Document section
######
Another realization that struck me this past week, though not as awfully as the first, is that I am now in charge of J.’s birthday.  His last one we celebrated at his sister’s house complete with parents and four nieces and nephews (which I have now inherited) and it was definitely his parents’ show.  This year it’s my job.  Which meant a frantic scramble to call up Darling and my sister-in-law to coordinate a family get together.  Today I ordered the cake he wanted (thereby pushing Gio and Buddy’s presents to next paycheck’s shopping list.  I’m already behind!) and am I hoping haven’t forgotten anything else.

Also unlucky?  I’ve already run through my allotted Pandora minutes for the month.  Sigh.

Now I Lay Me Down To Sleep

 “My son complains about headaches.  I tell him all the time, when you get out of bed, it’s feet first!”
-Henry Youngman

Unlike many people, J. and I did not live together before we got married which, besides other learning curves, presented us with an amusing problem: learning to share a bed.  I lived in our flat alone for months before the wedding and so, after years of university dorm room or ghetto student housing mattresses, I justifiably learned quickly to sleep in the middle of our/my shiny new queen size.  Arms stretched wide just because I could.  Not so handy when your new over-a-foot-taller-than-you husband moves in!

Nearly every morning one of us delivers a laundry list of blunt trauma accusations to the other.  “You kneed me at three in the morning!”  “How, exactly did you manage to wake up on the other side of the bed?”  “You nearly butted me out of bed, I woke up looking at the the floor.”  “Where’d you think I got that bruise from?”  “You elbowed me in the face!”  etc…

Apart from the normal co-habitation hazards, there’s a new threat.  J. has either developed a creative (i.e. sadistic) way to get me up in the morning, or has simply forgotten to turn off his phone alarm.  See, my alarm wakes me up to the soothing sounds of Madeleine Peyroux or Adele.  J.’s phone alarm sounds, to my sleep foggy ears, like a nuclear attack warning.

Small Dog spazzes, and J. wonders about this creature he married.
Small Dog spazzes, and J. wonders about this creature he married.

However I feel as though I have had the last laugh.  Three days ago, when this awful sound catapulted me into wakefulness for the first time, I sort of panicked.  And by panicked, I mean flailed.  The act of which got J. soundly punched.  I felt badly afterwards…a long time afterwards because, being the antithesis of a morning person, a tiny part of my morning-hating soul wanted to believe he deserved it.

Why Yes, I Am Awesome, Thanks

“A human being should be able to change a diaper, plan an invasion, butcher a hog, conn a ship, design a building, write a sonnet, balance accounts, build a wall, set a bone, comfort the dying, take orders, give orders, cooperate, act alone, solve equations, analyze a new problem, pitch manure, program a computer, cook a tasty meal, fight efficiently, die gallantly.  Specialization is for insects.”
######
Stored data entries
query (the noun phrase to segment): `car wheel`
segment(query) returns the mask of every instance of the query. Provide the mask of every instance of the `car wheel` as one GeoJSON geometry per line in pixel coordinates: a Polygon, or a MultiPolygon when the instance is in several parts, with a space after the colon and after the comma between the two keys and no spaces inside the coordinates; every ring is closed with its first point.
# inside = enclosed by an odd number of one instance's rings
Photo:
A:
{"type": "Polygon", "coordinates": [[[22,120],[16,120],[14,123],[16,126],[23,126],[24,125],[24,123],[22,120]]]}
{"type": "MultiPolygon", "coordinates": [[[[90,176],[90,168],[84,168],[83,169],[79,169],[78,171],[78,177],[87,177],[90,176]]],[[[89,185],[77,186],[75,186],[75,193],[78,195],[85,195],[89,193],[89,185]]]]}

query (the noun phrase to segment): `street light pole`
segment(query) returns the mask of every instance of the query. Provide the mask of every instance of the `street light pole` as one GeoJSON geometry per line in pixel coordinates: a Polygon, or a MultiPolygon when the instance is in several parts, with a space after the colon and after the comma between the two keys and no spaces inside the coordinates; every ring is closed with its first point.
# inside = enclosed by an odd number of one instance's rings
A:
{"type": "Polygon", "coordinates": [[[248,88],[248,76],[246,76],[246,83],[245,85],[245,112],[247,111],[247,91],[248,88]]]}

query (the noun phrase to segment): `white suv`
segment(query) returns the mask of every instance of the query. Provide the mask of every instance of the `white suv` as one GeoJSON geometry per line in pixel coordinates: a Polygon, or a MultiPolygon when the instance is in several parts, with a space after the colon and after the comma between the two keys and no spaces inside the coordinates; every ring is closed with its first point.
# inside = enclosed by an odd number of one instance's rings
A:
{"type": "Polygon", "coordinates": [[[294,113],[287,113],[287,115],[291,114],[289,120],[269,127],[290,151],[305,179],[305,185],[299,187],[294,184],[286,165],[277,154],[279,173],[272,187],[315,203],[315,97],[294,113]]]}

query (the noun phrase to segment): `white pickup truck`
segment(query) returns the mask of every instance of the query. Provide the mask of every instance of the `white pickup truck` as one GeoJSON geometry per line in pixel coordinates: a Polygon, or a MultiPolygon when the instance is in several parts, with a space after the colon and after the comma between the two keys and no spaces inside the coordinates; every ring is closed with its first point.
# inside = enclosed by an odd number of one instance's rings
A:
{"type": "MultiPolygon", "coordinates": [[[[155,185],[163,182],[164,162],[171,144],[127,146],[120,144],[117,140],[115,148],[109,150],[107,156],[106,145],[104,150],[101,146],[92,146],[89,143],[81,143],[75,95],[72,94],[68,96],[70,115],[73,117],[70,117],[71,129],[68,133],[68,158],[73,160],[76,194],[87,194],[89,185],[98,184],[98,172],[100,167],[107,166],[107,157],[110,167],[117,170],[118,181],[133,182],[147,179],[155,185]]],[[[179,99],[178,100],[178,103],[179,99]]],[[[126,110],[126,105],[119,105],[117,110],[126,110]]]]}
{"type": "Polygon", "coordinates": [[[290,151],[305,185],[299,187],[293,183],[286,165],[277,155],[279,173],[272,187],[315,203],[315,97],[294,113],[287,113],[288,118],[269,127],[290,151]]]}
######
Activity 1
Condense the paragraph of the blog post that begins "Unlike many people, J. and I did not live together" into two or three sentences, keeping its main facts.
Activity 2
Output the stretch of the blog post from "Unlike many people, J." through "husband moves in!".

Written response 1
J. and the writer didn't live together before marrying, so they had to learn to share a bed. After years on dorm and student-housing mattresses, the writer lived alone in the flat for months before the wedding and got used to sleeping in the middle of the new queen-size bed with arms stretched wide. That habit became a problem once a husband more than a foot taller moved in.

Written response 2
Unlike many people, J. and I did not live together before we got married which, besides other learning curves, presented us with an amusing problem: learning to share a bed.  I lived in our flat alone for months before the wedding and so, after years of university dorm room or ghetto student housing mattresses, I justifiably learned quickly to sleep in the middle of our/my shiny new queen size.  Arms stretched wide just because I could.  Not so handy when your new over-a-foot-taller-than-you husband moves in!